EXCERPT TO READ:
START
Stream changes to Pub/Sub using optional Cloud Function trigger


This tutorial shows how to use the Bigtable change streams to Pub/Sub template, including how to set up a topic and configure the template. You can optionally create a Cloud Function, in the programming language of your choice, that is triggered by the event stream.

This tutorial is intended for technical users who are familiar with Bigtable , writing code, and event streaming services.

Objectives

This tutorial shows you how to do the following:

  • Create a Bigtable table with a change stream enabled.
  • Create a Pub/Sub topic with the Bigtable change stream schema.
  • Deploy a Bigtable change stream to a Pub/Sub pipeline on Dataflow using the template.
  • View the event stream in Pub/Sub directly or in the logs of a Cloud Function.

Costs

In this document, you use the following billable components of Google Cloud:

To generate a cost estimate based on your projected usage, use the pricing calculator. New Google Cloud users might be eligible for a free trial.

When you finish the tasks that are described in this document, you can avoid continued billing by deleting the resources that you created. For more information, see Clean up.

Before you begin

  1. Sign in to your Google Cloud account. If you're new to Google Cloud, create an account to evaluate how our products perform in real-world scenarios. New customers also get $300 in free credits to run, test, and deploy workloads.
  2. In the Google Cloud console, on the project selector page, select or create a Google Cloud project.

    Go to project selector

  3. Make sure that billing is enabled for your Google Cloud project.

  4. Enable the Dataflow, Cloud Bigtable API, Cloud Bigtable Admin API, Pub/Sub, Cloud Functions, and Cloud Storage APIs.

    Enable the APIs

  5. In the Google Cloud console, on the project selector page, select or create a Google Cloud project.
END
PROVIDED RECORDS:
START
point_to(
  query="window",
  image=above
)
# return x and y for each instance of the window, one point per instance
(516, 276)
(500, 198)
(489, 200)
END
SET OF TASKS:
A. Recast the paragraph of the Bigtable change streams tutorial that begins "This tutorial shows how to use" as a short bulleted list that keeps its main facts.
B. Continue the Bigtable change streams tutorial from the point where it stops.
The items come from a separate source with no connection to the tutorial.

ANSWERS FOR THE TASKS:
A.
- Covers the Bigtable change streams to Pub/Sub template
- Includes setting up a topic and configuring the template
- Optionally adds a Cloud Function, in any programming language, triggered by the event stream

B.
    Go to project selector

  6. Make sure that billing is enabled for your Google Cloud project.

  7. Enable the Dataflow, Cloud Bigtable API, Cloud Bigtable Admin API, Pub/Sub, Cloud Functions, and Cloud Storage APIs.

    Enable the APIs

  8. In the Google Cloud console, activate Cloud Shell.

    Activate Cloud Shell

    At the bottom of the Google Cloud console, a Cloud Shell session starts and displays a command-line prompt. Cloud Shell is a shell environment with the Google Cloud CLI already installed and with values already set for your current project. It can take a few seconds for the session to initialize.

  9. Update and install the cbt CLI .
    gcloud components update
    gcloud components install cbt
    

Create a Pub/Sub topic

  1. In the Google Cloud console, go to the Pub/Sub Topics page.

    Go to Topics

  2. Click Create topic.

  3. Set the ID to bigtable-change-stream-topic.

  4. Select Use a schema.

  5. In the Select a Pub/Sub schema drop-down, click Create new schema. This opens a new tab where you define the schema.

    1. Set the schema ID to bigtable-change-stream-schema.
    2. Set the schema type to Avro.
    3. Paste the following as the schema definition. More information about the schema can be found on the template documentation page.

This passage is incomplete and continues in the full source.